Goal => Rewrite every line from the start of the records down to the line containing "23 88 33 117", both included. Keep each line unchanged except for raising every box coordinate in the outputs by 75.

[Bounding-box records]
-- START --
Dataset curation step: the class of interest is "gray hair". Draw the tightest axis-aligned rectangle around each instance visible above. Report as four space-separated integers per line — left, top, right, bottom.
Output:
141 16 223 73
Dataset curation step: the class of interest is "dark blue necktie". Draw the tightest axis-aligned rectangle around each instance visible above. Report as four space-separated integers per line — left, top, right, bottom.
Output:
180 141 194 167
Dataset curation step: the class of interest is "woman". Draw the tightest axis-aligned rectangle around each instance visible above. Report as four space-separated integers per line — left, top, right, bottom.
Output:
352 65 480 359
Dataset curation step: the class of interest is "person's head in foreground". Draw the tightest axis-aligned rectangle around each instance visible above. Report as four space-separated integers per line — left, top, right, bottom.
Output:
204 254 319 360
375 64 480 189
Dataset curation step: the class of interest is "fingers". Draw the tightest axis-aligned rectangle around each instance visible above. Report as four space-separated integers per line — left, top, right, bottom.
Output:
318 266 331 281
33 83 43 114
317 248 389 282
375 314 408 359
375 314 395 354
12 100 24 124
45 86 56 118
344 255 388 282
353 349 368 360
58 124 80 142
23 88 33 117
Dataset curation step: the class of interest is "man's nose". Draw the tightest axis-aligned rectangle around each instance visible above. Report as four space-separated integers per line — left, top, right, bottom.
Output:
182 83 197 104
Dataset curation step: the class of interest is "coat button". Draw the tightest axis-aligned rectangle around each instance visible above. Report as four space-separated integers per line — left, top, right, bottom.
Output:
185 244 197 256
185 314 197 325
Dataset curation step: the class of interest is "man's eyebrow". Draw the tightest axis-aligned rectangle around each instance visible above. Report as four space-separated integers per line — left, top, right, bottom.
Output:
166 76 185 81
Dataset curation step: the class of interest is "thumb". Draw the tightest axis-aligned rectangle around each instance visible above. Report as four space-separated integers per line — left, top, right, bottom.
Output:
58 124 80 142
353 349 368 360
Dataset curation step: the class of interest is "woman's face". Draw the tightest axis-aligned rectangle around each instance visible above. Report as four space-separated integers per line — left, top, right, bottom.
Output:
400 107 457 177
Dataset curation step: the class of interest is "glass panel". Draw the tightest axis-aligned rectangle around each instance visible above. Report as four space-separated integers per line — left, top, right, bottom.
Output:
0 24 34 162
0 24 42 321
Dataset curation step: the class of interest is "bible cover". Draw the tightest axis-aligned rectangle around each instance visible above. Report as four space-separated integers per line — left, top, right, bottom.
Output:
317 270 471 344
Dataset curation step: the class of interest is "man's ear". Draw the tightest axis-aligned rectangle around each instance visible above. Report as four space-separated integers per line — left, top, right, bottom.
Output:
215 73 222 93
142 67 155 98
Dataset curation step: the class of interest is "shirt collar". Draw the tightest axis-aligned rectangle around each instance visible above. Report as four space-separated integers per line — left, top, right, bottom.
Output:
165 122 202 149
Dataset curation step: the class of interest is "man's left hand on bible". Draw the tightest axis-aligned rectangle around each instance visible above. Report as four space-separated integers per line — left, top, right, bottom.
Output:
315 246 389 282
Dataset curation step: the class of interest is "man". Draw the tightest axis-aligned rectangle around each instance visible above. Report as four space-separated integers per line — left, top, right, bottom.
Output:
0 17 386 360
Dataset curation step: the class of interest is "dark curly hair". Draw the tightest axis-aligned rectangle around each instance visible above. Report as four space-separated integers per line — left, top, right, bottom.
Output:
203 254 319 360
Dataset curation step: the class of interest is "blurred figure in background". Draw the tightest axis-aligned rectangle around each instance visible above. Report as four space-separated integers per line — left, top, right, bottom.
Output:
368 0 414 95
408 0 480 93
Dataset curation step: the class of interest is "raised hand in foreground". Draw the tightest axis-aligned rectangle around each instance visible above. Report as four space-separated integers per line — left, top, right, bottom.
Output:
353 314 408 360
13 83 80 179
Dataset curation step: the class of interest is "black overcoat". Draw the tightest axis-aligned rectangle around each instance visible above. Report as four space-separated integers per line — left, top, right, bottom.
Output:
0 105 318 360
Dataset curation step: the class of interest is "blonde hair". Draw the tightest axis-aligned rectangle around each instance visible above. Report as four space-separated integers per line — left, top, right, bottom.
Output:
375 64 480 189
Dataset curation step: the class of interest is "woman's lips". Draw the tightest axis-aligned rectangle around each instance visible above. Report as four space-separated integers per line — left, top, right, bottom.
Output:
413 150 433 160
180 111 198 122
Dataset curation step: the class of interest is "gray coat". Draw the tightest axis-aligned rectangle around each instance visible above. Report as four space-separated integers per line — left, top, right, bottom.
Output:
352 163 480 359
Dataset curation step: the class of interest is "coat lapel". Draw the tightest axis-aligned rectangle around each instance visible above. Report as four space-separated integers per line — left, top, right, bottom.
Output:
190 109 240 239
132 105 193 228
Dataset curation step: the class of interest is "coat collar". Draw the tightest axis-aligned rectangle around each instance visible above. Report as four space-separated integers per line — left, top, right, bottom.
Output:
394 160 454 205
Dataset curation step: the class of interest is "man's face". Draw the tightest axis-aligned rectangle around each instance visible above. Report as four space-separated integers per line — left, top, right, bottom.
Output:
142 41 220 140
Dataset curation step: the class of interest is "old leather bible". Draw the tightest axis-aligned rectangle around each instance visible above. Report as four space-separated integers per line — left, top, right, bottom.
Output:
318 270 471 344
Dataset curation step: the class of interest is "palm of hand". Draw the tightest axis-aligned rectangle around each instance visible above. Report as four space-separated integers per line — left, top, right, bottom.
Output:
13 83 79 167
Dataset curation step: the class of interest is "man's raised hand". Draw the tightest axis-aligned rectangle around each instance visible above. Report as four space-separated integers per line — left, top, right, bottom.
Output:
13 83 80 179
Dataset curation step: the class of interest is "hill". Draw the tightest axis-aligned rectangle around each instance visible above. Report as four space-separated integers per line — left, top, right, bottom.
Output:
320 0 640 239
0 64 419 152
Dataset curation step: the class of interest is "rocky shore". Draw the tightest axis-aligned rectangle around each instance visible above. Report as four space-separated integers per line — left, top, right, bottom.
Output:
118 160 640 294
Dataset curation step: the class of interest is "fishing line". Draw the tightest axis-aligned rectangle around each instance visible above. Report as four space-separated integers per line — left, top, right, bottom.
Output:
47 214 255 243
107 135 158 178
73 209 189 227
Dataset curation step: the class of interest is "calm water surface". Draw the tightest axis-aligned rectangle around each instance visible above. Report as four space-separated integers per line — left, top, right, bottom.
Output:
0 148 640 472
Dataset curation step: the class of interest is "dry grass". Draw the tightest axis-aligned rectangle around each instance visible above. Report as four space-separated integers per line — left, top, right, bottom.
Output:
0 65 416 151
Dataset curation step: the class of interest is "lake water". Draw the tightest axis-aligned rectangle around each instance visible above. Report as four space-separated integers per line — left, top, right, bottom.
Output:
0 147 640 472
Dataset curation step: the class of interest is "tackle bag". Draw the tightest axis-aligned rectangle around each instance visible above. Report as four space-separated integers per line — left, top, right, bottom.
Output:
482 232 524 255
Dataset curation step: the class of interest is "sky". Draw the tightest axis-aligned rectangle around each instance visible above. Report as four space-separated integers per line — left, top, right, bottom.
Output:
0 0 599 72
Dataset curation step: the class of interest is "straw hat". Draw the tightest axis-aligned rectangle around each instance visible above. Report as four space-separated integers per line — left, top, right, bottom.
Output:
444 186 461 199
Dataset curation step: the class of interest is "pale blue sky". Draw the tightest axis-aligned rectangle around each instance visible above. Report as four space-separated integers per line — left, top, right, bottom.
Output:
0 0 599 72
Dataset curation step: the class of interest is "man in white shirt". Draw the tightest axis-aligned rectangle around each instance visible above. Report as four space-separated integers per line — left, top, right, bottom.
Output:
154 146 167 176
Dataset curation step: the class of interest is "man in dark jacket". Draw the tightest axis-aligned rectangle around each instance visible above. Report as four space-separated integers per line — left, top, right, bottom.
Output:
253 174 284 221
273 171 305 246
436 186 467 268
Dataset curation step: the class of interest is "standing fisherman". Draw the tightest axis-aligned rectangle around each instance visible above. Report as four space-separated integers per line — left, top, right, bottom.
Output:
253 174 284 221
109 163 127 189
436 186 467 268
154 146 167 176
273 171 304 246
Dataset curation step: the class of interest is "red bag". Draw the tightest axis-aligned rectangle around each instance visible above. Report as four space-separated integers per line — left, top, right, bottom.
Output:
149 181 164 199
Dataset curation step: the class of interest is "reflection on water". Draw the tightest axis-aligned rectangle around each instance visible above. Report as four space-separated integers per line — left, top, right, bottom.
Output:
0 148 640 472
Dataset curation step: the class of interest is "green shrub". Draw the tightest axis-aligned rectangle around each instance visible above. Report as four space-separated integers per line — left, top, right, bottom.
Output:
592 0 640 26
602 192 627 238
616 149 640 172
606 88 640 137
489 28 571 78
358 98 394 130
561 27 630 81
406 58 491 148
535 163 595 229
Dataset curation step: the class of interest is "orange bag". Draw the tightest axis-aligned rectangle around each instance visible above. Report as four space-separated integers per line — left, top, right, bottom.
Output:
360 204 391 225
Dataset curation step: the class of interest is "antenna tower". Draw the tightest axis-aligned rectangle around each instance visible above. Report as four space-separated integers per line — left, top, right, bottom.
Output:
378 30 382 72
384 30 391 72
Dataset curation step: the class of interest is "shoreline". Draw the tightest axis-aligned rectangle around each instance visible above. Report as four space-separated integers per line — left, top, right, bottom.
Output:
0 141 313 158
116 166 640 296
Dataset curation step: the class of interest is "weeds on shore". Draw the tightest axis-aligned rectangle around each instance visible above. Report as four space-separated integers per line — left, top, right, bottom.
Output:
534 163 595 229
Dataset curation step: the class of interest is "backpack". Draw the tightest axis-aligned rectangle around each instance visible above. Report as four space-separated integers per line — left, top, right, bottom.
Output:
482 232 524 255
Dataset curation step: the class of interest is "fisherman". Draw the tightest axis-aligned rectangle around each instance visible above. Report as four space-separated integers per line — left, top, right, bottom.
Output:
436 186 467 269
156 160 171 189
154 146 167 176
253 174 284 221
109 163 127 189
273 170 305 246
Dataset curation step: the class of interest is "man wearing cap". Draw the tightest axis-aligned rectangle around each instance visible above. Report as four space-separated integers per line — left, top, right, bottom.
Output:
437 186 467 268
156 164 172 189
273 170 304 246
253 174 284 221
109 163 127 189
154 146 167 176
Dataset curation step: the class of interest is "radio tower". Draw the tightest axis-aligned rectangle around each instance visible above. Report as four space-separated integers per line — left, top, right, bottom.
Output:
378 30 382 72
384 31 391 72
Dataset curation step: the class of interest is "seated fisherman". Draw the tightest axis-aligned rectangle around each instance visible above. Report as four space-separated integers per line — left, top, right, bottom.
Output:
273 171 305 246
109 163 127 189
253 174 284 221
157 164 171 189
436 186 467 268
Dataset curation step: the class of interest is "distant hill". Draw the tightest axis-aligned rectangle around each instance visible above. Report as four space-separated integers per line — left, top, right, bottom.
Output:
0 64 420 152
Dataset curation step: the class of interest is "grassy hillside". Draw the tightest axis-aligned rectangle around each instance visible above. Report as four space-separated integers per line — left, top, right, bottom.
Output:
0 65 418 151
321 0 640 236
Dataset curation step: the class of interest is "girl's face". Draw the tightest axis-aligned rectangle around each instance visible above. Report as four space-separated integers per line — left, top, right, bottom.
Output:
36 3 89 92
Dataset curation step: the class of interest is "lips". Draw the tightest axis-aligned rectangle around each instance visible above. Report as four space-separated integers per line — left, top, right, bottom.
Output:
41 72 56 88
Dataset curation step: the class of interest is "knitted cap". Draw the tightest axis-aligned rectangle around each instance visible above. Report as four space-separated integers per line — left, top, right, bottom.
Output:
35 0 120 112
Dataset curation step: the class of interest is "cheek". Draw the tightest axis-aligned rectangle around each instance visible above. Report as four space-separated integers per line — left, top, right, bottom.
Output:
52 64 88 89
-- END --
Exercise response =>
Dataset curation step: the class of interest is "gray hair". Draw the tightest axis-aligned rectangle around each instance visible above. Report as four space-separated integers per line — left, top, right, bottom.
Output:
216 91 298 148
Dataset curation step: the class of interest is "dark blue necktie". Draw the tightest axis-aligned rectangle around each instance visible above. Report as four space-separated integers per line — left, top, right, bottom.
Output:
255 216 269 242
Dataset curation step: the class of interest is "woman". Draw the tightest axis-aligned rectangle around each instance visible above. Report as four space-separated integers per line — left, top, right, bottom.
Output:
427 140 555 434
Dataset curation step: the class of interest is "person's head in foreground". Draw the tightest axis-aligned rectangle around each instance visible above. Report as four space-separated integers per line — left, top, right, bottom.
Output:
279 329 394 435
450 139 555 264
Dataset curation step: the class of interest is "fingers". Draw the tightest axis-aligned rectangle around each instance visible above. Report as four space-separated integers per line — left, top, right, bottom.
Output:
393 341 406 356
108 158 118 189
392 323 464 357
450 389 483 434
450 389 470 429
87 175 99 199
120 161 131 193
419 330 463 357
428 424 443 435
133 199 155 217
98 163 108 192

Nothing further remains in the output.